**EXCERPT TO READ**
--- start ---
Clearly names matter, whether proper names or labels we adopt for ourselves. They represent our self-view which, for the Christian, should spring from His view. While my perspective is of some value, what matters most is not how I see myself, but how I am seen, since what the Potter has to say about the Clay carries more weight than the clay’s self-analysis. So whatever label the clay takes should reflect both the perspective and priorities of the Potter.

That, in turn, is derived from the document the Potter inspired for the clay’s guidance, meaning the words I use to self-identify should line up with what the Bible has to say about me.

“What sayest thou of thyself?” (John 1:22)

That’s the crux of the debate among believers over what vocabulary we should use when addressing homosexuality. Both sides are made up of self-identified Christians recognizing the authority of scripture, and both sides are asking and arguing what scripture has to say about self-definition.

The argument arises over a new set of terms growing in popularity in reference to people who are (a) sexually attracted to the same sex, (b) abstaining from homosexual behavior out of obedience to God, and (c) looking for ways to identify themselves and their experiences.

The recent Revoice Conference highlighted how prominent these terms are becoming, and how much tension is rising between those using them and those objecting to them.

Sources critical of the Revoice event can be found here , and here , and sources supportive of it can be found here and here . In response to all of this, I’ve written in earlier posts about the term Gay Christian here  and about the terms Mixed Orientation Marriage and Spiritual Friendships here . Today I’d like to look at two other phrases gaining traction: Side B Christians and Sexual Minorities.

Flipping to Side B

Those my age will remember 45 records, those vinyl mini-frisbees featuring whichever hit song we wanted to buy, with a Side B recording by the same artists on the flip side. Side B was seldom if ever listened to; it was basically the back end of the act.

But now there’s a very different take on the phrase. When it comes to its usage on this topic, the online magazine Slate cites the origin of the term Side B to a now defunct website called Bridges Across the Divide, which once provided an open forum for people of different perspectives to discuss sexuality and faith. On the Bridges site, Side A Christians referred to people who identified as openly gay, openly Christian, and openly affirming of homosexual relationships. Side B folks identified themselves as the first two – openly gay and Christian – but not the third, in that they still felt the Bible condemned all forms of homosexual sex.

The site closed but the label stuck, and to this day, you’ll often hear “Side A” and “Side B” in conversations about those who affirm or resist their own same-sex desires.

No Small Matter …

Whatever objections we may have to the phrase (and I do have some) let’s first recognize and respect the way Side B Christians are living their lives.

During a time when mass celebration is thrown over people “coming out” and embracing their sexual proclivities, these women and men are choosing faithfulness over satisfaction – not just the satisfaction of casual one-night stands, but also, in many cases, the fulfillment of homosexual relationships that are committed, long standing, and deeply bonded.

We can and should argue that such relationships are clearly outside of what our Creator intended, so they can never be a legitimate option for a Christian. But that doesn’t minimize the enormity of saying “no” to them once and for all, especially if they’re the only form of partnering or passion that a person has ever known, or the only form a person can ever envision. Saying “no” to them means saying “yes” to what the cross demands, a “yes” that’s required, for sure. (Luke 9:23) But let’s respect its ramifications, whether or not we fully relate to them.
--- end ---
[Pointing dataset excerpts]
--- start ---
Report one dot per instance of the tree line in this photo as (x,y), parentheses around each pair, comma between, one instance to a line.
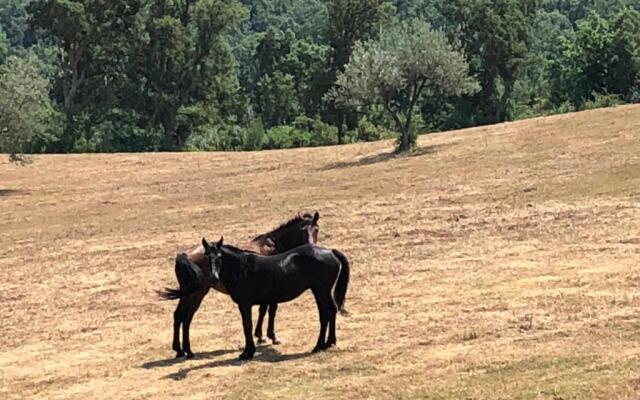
(160,75)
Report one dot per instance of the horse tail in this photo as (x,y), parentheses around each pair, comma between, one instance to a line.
(188,279)
(340,291)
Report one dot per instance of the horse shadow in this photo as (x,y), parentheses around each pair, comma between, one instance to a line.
(382,157)
(11,192)
(197,356)
(264,354)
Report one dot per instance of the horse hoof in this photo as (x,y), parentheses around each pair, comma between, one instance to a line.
(274,339)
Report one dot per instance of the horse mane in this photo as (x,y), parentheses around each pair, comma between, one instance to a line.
(237,249)
(293,221)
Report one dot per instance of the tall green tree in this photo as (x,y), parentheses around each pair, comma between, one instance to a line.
(496,35)
(350,21)
(186,64)
(601,57)
(398,68)
(25,108)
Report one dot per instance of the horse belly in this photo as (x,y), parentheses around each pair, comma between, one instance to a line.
(281,290)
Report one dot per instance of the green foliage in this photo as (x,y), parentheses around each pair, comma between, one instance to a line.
(601,57)
(24,104)
(601,100)
(396,69)
(304,132)
(147,75)
(4,45)
(496,35)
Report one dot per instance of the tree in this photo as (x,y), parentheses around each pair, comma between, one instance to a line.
(350,21)
(601,57)
(186,63)
(25,109)
(4,45)
(396,70)
(496,35)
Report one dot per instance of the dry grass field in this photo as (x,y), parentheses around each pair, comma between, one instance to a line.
(498,262)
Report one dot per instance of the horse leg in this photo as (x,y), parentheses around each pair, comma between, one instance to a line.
(323,312)
(271,330)
(178,318)
(333,309)
(258,331)
(186,324)
(249,347)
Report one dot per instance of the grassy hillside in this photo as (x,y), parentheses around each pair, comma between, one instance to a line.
(494,263)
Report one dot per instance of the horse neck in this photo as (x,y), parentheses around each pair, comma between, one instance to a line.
(288,239)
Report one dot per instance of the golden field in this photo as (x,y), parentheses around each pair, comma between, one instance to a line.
(499,262)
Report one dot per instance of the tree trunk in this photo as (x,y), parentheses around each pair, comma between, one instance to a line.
(501,111)
(169,125)
(341,126)
(405,138)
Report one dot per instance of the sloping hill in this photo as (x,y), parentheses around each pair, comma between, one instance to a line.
(495,262)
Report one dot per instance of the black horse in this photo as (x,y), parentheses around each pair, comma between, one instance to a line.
(253,279)
(193,272)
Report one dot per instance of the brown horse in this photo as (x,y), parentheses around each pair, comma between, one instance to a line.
(194,276)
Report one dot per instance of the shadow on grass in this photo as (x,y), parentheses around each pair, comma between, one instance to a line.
(197,356)
(263,354)
(382,157)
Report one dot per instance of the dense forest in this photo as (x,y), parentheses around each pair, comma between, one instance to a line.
(150,75)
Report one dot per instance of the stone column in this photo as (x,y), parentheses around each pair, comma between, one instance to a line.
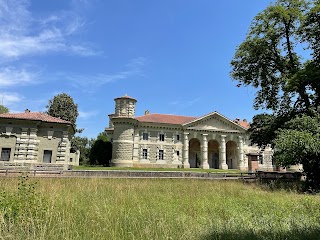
(223,161)
(204,163)
(186,163)
(32,145)
(241,165)
(135,154)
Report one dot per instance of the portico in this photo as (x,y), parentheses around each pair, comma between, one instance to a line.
(172,141)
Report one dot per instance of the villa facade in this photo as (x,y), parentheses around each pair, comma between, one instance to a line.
(163,140)
(35,138)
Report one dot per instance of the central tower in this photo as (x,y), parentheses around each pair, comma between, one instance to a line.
(123,122)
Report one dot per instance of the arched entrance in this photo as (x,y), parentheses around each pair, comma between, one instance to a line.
(213,154)
(194,153)
(232,156)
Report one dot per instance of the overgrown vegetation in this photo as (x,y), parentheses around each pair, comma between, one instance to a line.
(280,57)
(165,209)
(23,207)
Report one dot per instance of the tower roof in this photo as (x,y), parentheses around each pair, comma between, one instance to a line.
(126,97)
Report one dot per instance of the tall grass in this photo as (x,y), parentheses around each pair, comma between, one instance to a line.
(165,209)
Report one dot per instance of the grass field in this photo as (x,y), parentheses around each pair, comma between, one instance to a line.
(159,209)
(82,167)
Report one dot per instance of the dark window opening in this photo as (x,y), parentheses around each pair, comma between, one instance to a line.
(47,154)
(5,154)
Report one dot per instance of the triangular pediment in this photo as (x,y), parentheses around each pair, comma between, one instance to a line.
(214,122)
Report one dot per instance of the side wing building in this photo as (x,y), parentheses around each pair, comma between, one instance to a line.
(35,138)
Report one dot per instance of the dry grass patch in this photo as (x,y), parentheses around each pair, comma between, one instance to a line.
(166,209)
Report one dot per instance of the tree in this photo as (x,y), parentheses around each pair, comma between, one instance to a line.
(84,145)
(280,57)
(101,151)
(269,61)
(3,109)
(299,143)
(62,106)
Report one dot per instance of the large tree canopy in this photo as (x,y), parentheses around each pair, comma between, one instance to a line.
(63,106)
(299,143)
(280,57)
(272,58)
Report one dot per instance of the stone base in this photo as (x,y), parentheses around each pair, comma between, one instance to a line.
(205,166)
(243,168)
(224,166)
(122,163)
(186,165)
(155,165)
(161,162)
--- end ---
**WORK TO COMPLETE**
Transcribe the stretch of the essay on Christian labels for same-sex attraction from "Those my age" through "of the act.".

**OUTPUT OF THE EXERCISE**
Those my age will remember 45 records, those vinyl mini-frisbees featuring whichever hit song we wanted to buy, with a Side B recording by the same artists on the flip side. Side B was seldom if ever listened to; it was basically the back end of the act.